# Start of Provided text

Facebook Under Fire for Selling Access to Users
Peter Foley/Bloomberg via Getty Images(NEW YORK) — It’s been the age-old issue when it comes to Facebook’s profits: Your personal information lives on the site and the company makes money by placing ads based on that information. Yes, it’s long been known: Facebook makes money off of you.
But a report in the Wall Street Journal has raised new privacy concerns, suggesting the social network is going even farther to provide users’ personal information to its advertisers. According to the newspaper report, Facebook is “selling access to its users” by allowing advertisers to target ads based on users’ email addresses and phone numbers.
Facebook recently announced its Facebook Exchange and Custom Audiences efforts. Facebook Exchange lets advertisers bid in real-time so ads are delivered more quickly and are more relevant to Facebook’s 900 million users.
Custom Audiences has bigger personal information implications. The feature lets advertisers target their ad or sponsored story to a specific set of users with whom they already have relationships. That means if they have a user’s email address or phone number through other means, they can cross-reference that with what is listed on Facebook and then target that user on Facebook.
“This means that in addition to targeting the types of people you want to reach among the Facebook population, you can now also reach segments of specific people based on information you have about your own, offline audiences,” Facebook explains on its own site.
In the wake of Facebook’s “disappointing” IPO (Mark Zuckerberg’s adjective) Facebook has been under pressure to improve its advertising efforts. Advertisers have complained since the IPO that they don’t know who they are reaching with their ads. When the company first sold stock on May 18, it offered a price of $38 per share, but the stock quickly fell about 50 percent. Yesterday, the stock closed at $22.27. On Tuesday Sheryl Sandberg, the COO of Facebook, defended Facebook’s choices to push advertising on the site and use more members’ data to tailor ads to them.

# End of Provided text
# Start of Raw data

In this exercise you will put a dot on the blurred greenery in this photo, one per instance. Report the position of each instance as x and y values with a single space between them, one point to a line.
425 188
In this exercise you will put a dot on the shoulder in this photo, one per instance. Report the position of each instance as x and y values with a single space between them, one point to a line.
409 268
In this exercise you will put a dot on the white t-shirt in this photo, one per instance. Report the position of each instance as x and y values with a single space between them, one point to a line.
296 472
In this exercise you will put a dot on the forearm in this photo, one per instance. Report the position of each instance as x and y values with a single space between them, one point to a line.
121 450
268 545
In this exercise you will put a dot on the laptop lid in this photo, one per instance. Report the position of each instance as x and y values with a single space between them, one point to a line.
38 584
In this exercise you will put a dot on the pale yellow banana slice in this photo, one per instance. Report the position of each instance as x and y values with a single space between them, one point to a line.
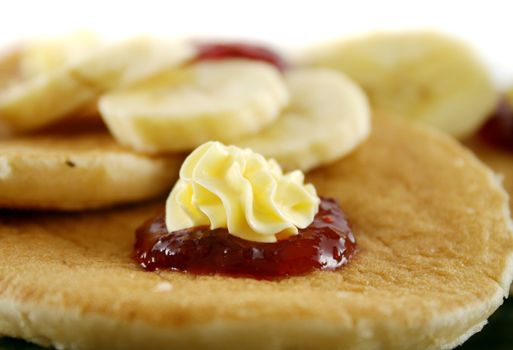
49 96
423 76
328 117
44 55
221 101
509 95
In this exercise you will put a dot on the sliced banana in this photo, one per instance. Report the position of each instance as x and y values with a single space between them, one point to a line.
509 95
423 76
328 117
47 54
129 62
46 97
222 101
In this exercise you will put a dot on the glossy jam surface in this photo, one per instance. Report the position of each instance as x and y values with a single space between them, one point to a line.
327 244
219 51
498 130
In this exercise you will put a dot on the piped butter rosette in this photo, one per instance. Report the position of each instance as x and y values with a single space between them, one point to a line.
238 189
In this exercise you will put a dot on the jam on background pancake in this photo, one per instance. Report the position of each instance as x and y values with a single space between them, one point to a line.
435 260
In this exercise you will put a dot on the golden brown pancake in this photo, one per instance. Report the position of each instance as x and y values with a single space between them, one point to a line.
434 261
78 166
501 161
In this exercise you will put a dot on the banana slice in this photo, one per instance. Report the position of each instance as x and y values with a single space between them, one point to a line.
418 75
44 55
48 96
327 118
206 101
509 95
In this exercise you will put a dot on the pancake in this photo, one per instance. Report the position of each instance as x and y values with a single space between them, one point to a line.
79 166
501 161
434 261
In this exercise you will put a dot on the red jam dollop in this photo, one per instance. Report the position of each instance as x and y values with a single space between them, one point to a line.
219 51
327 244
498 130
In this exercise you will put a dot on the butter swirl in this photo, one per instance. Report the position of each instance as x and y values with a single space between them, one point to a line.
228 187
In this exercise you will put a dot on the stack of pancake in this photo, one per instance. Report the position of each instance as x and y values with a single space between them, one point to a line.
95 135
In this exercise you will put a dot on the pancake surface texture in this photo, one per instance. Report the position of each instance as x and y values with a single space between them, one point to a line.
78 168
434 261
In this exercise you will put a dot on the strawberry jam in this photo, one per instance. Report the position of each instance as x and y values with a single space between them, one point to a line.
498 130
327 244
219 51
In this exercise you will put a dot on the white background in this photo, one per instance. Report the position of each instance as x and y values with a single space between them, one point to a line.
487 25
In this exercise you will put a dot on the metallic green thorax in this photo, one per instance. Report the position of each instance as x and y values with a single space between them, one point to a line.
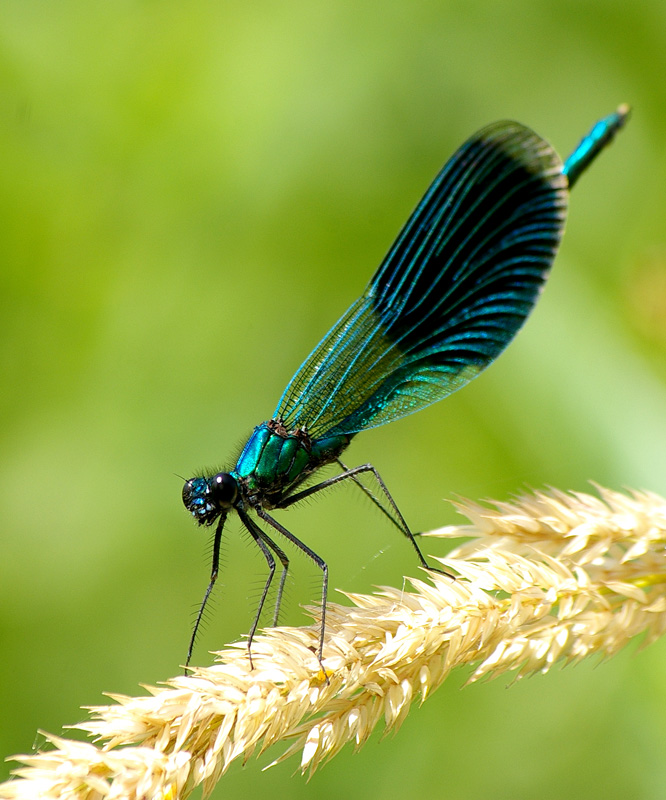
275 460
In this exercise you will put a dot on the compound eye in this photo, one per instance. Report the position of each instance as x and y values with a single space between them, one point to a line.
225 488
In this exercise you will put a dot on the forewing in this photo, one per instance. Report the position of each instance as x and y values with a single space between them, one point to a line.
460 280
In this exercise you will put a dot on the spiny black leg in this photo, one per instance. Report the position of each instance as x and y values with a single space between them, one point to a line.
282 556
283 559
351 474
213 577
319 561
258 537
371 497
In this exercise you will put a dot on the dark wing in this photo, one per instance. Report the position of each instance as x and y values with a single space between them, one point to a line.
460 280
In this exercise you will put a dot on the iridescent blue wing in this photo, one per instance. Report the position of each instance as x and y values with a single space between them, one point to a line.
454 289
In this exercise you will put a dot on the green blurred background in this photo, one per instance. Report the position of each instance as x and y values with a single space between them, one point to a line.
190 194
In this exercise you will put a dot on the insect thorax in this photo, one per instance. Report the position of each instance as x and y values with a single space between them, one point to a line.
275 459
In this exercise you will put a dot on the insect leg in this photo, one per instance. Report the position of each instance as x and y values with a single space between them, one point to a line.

# End of Raw data

_Given request_. Please copy out the part of the Facebook privacy article that begins at the words "But a report" and stops after "900 million users.".

_The answer_.
But a report in the Wall Street Journal has raised new privacy concerns, suggesting the social network is going even farther to provide users’ personal information to its advertisers. According to the newspaper report, Facebook is “selling access to its users” by allowing advertisers to target ads based on users’ email addresses and phone numbers.
Facebook recently announced its Facebook Exchange and Custom Audiences efforts. Facebook Exchange lets advertisers bid in real-time so ads are delivered more quickly and are more relevant to Facebook’s 900 million users.